In the listing below, copy out again every line from the one holding "Where can the door handle" through the end of the listing, both ends included. Don't include any pictures in your answer.

**Object pointing dataset rows:**
================

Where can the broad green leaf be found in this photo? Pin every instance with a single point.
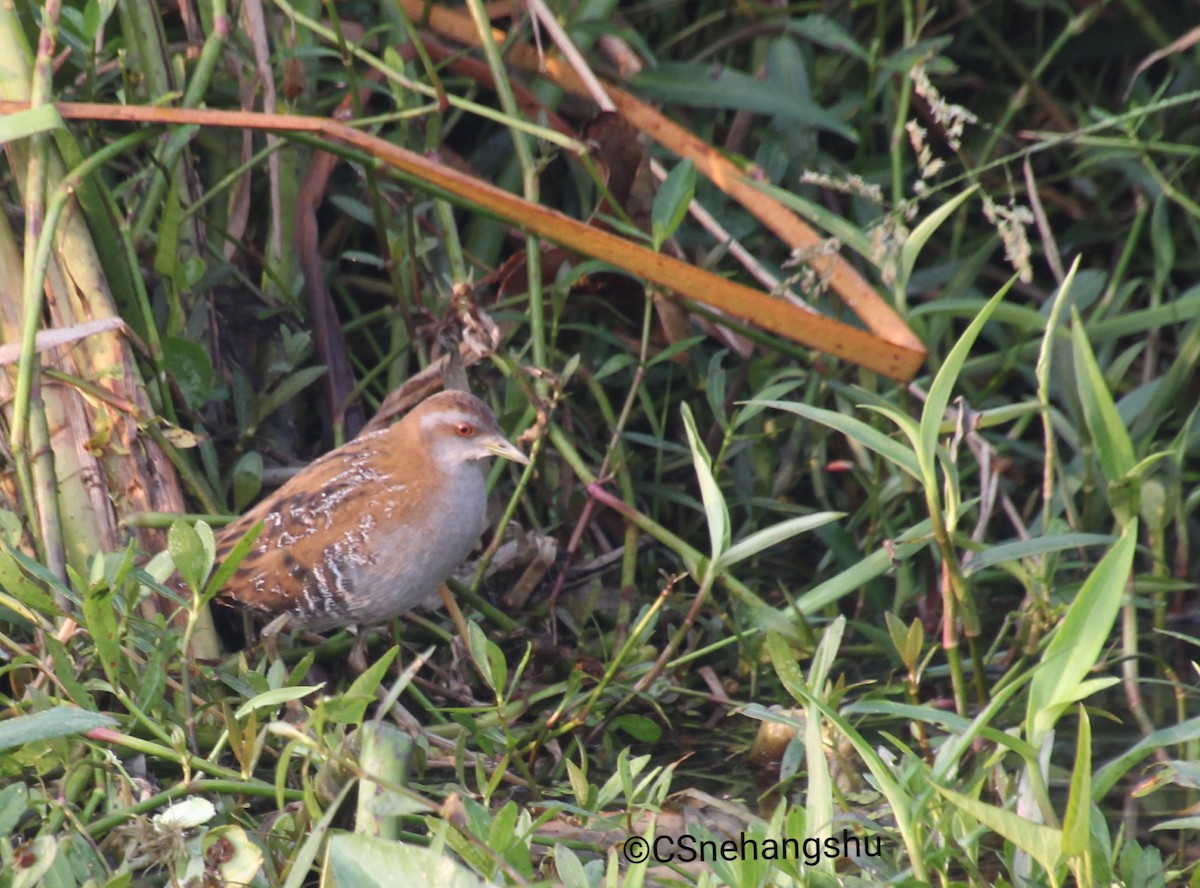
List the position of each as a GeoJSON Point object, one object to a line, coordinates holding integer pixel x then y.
{"type": "Point", "coordinates": [49, 724]}
{"type": "Point", "coordinates": [21, 125]}
{"type": "Point", "coordinates": [1114, 448]}
{"type": "Point", "coordinates": [923, 232]}
{"type": "Point", "coordinates": [1077, 821]}
{"type": "Point", "coordinates": [1026, 549]}
{"type": "Point", "coordinates": [286, 390]}
{"type": "Point", "coordinates": [247, 479]}
{"type": "Point", "coordinates": [365, 862]}
{"type": "Point", "coordinates": [671, 203]}
{"type": "Point", "coordinates": [279, 696]}
{"type": "Point", "coordinates": [191, 367]}
{"type": "Point", "coordinates": [714, 87]}
{"type": "Point", "coordinates": [227, 567]}
{"type": "Point", "coordinates": [853, 429]}
{"type": "Point", "coordinates": [715, 510]}
{"type": "Point", "coordinates": [773, 535]}
{"type": "Point", "coordinates": [939, 397]}
{"type": "Point", "coordinates": [826, 31]}
{"type": "Point", "coordinates": [102, 618]}
{"type": "Point", "coordinates": [1080, 639]}
{"type": "Point", "coordinates": [189, 553]}
{"type": "Point", "coordinates": [1039, 841]}
{"type": "Point", "coordinates": [348, 708]}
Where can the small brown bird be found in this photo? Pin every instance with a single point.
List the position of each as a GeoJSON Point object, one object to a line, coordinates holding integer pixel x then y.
{"type": "Point", "coordinates": [372, 528]}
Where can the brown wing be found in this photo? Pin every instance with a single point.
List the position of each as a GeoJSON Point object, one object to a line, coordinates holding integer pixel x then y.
{"type": "Point", "coordinates": [317, 528]}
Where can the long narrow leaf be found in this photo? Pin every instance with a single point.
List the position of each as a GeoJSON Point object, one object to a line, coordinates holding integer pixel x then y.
{"type": "Point", "coordinates": [1079, 640]}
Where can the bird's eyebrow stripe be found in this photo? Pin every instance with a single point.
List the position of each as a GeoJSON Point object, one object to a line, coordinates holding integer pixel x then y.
{"type": "Point", "coordinates": [448, 417]}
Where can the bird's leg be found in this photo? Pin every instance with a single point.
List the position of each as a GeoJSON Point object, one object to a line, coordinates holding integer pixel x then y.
{"type": "Point", "coordinates": [453, 609]}
{"type": "Point", "coordinates": [269, 636]}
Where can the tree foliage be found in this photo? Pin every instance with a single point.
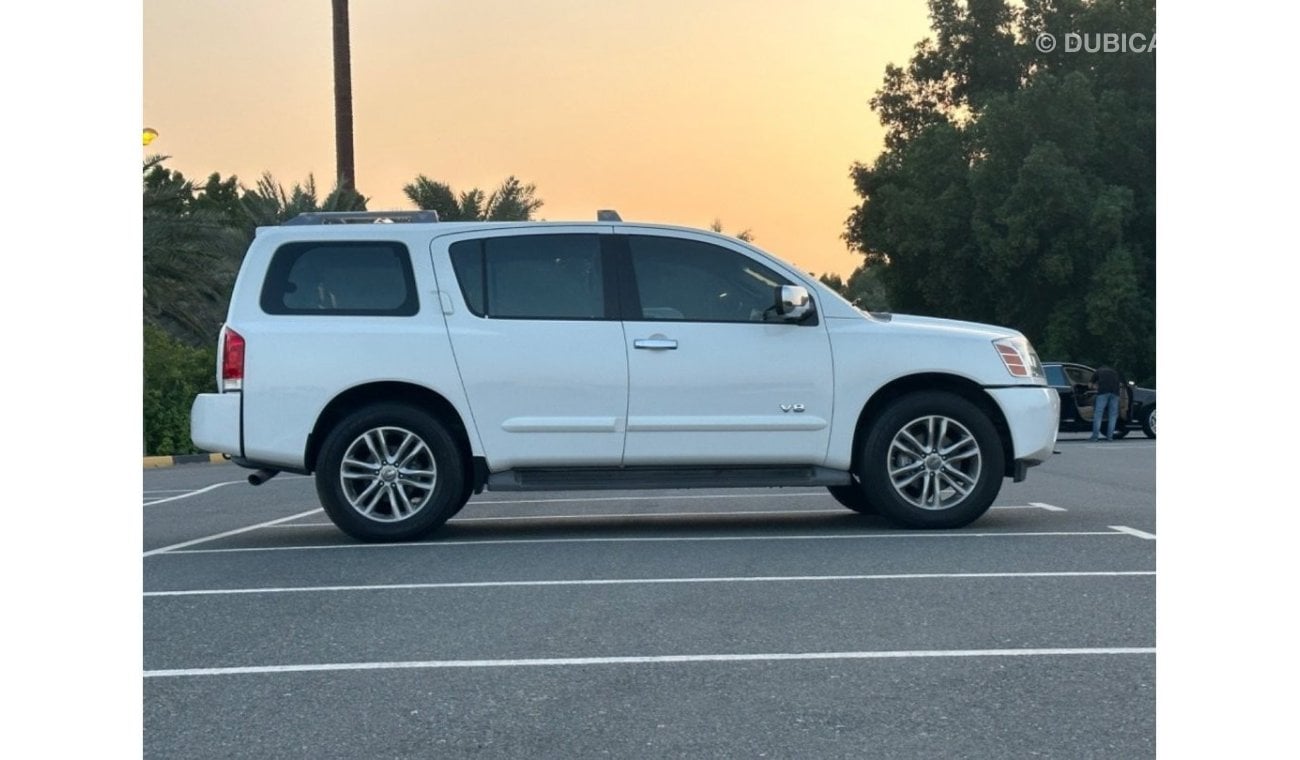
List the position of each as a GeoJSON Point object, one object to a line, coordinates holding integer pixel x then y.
{"type": "Point", "coordinates": [173, 374]}
{"type": "Point", "coordinates": [511, 202]}
{"type": "Point", "coordinates": [195, 237]}
{"type": "Point", "coordinates": [1017, 186]}
{"type": "Point", "coordinates": [746, 234]}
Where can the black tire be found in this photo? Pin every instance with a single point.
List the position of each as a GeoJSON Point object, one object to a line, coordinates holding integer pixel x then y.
{"type": "Point", "coordinates": [905, 430]}
{"type": "Point", "coordinates": [853, 498]}
{"type": "Point", "coordinates": [406, 476]}
{"type": "Point", "coordinates": [1148, 422]}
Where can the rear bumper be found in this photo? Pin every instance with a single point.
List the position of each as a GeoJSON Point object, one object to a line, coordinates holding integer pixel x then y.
{"type": "Point", "coordinates": [1032, 416]}
{"type": "Point", "coordinates": [215, 422]}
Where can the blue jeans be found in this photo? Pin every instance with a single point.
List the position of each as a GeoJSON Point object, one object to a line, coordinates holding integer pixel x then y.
{"type": "Point", "coordinates": [1105, 404]}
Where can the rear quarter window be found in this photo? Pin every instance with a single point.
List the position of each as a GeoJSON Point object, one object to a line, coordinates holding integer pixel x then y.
{"type": "Point", "coordinates": [341, 278]}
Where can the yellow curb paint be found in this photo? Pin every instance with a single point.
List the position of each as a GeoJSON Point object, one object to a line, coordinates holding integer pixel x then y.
{"type": "Point", "coordinates": [165, 461]}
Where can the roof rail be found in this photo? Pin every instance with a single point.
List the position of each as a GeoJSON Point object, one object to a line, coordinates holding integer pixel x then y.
{"type": "Point", "coordinates": [363, 217]}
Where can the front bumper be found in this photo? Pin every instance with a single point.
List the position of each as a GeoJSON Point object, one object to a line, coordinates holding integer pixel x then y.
{"type": "Point", "coordinates": [215, 422]}
{"type": "Point", "coordinates": [1032, 416]}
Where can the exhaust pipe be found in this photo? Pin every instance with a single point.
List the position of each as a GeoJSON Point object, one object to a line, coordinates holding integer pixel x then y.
{"type": "Point", "coordinates": [261, 476]}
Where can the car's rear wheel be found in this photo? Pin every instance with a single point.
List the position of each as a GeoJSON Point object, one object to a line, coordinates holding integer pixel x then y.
{"type": "Point", "coordinates": [1148, 422]}
{"type": "Point", "coordinates": [932, 460]}
{"type": "Point", "coordinates": [390, 472]}
{"type": "Point", "coordinates": [853, 498]}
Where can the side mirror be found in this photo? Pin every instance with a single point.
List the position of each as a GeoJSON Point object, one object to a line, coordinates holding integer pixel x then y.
{"type": "Point", "coordinates": [793, 303]}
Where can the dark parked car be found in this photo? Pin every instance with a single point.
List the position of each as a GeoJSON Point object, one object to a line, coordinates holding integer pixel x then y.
{"type": "Point", "coordinates": [1136, 404]}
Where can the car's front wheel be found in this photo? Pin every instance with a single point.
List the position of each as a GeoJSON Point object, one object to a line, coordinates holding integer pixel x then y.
{"type": "Point", "coordinates": [390, 472]}
{"type": "Point", "coordinates": [1148, 422]}
{"type": "Point", "coordinates": [932, 460]}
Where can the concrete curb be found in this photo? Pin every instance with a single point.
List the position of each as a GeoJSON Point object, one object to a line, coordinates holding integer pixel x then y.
{"type": "Point", "coordinates": [165, 461]}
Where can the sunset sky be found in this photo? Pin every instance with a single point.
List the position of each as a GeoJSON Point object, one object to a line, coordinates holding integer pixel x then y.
{"type": "Point", "coordinates": [671, 111]}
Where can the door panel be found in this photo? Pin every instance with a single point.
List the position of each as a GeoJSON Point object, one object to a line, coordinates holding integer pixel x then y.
{"type": "Point", "coordinates": [540, 351]}
{"type": "Point", "coordinates": [713, 378]}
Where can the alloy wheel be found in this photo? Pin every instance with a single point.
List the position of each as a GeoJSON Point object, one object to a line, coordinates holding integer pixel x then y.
{"type": "Point", "coordinates": [388, 474]}
{"type": "Point", "coordinates": [934, 463]}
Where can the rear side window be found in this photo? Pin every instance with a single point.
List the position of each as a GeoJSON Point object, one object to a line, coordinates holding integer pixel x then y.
{"type": "Point", "coordinates": [532, 277]}
{"type": "Point", "coordinates": [345, 278]}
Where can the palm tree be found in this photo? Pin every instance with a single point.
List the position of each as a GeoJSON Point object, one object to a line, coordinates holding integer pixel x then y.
{"type": "Point", "coordinates": [190, 257]}
{"type": "Point", "coordinates": [511, 202]}
{"type": "Point", "coordinates": [343, 99]}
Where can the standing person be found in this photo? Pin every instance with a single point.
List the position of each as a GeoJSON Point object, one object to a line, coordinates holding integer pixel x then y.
{"type": "Point", "coordinates": [1106, 381]}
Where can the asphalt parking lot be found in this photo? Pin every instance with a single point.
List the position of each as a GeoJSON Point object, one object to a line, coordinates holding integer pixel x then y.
{"type": "Point", "coordinates": [670, 624]}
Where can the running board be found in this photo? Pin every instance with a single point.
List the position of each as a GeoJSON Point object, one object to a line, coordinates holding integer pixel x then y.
{"type": "Point", "coordinates": [638, 478]}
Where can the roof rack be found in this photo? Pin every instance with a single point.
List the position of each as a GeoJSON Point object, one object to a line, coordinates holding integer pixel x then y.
{"type": "Point", "coordinates": [363, 217]}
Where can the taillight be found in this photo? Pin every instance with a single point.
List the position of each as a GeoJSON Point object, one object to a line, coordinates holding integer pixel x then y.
{"type": "Point", "coordinates": [232, 361]}
{"type": "Point", "coordinates": [1018, 357]}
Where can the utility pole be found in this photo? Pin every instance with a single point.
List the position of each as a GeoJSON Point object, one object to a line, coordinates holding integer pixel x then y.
{"type": "Point", "coordinates": [343, 99]}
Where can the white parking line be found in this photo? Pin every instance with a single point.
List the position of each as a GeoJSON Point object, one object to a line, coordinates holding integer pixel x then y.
{"type": "Point", "coordinates": [235, 532]}
{"type": "Point", "coordinates": [641, 539]}
{"type": "Point", "coordinates": [646, 660]}
{"type": "Point", "coordinates": [651, 582]}
{"type": "Point", "coordinates": [667, 498]}
{"type": "Point", "coordinates": [195, 493]}
{"type": "Point", "coordinates": [636, 515]}
{"type": "Point", "coordinates": [1134, 532]}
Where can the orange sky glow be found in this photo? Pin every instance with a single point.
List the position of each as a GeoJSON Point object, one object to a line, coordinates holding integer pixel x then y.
{"type": "Point", "coordinates": [681, 112]}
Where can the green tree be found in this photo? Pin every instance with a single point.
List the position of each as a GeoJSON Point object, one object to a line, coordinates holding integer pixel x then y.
{"type": "Point", "coordinates": [863, 289]}
{"type": "Point", "coordinates": [173, 374]}
{"type": "Point", "coordinates": [190, 256]}
{"type": "Point", "coordinates": [746, 234]}
{"type": "Point", "coordinates": [511, 202]}
{"type": "Point", "coordinates": [1018, 186]}
{"type": "Point", "coordinates": [268, 203]}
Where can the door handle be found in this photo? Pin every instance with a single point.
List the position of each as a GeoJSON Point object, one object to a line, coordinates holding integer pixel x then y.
{"type": "Point", "coordinates": [654, 343]}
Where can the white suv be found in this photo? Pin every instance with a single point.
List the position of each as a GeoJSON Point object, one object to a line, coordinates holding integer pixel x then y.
{"type": "Point", "coordinates": [410, 365]}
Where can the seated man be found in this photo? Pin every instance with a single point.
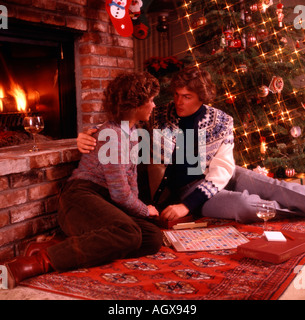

================

**Finished exercise:**
Where can the door handle be found in this photo? Pin every instance with a single point.
List the position of each as a GeoJSON Point object, one object to a line, coordinates holding integer pixel x then y.
{"type": "Point", "coordinates": [654, 343]}
Where can the white suv be found in this photo? Pin every instance with a single point.
List the position of each as a GeoJSON Point object, one object to a line, coordinates holding integer pixel x then y.
{"type": "Point", "coordinates": [410, 365]}
Where can the seated man be found in this photo? Pin every instance with a single point.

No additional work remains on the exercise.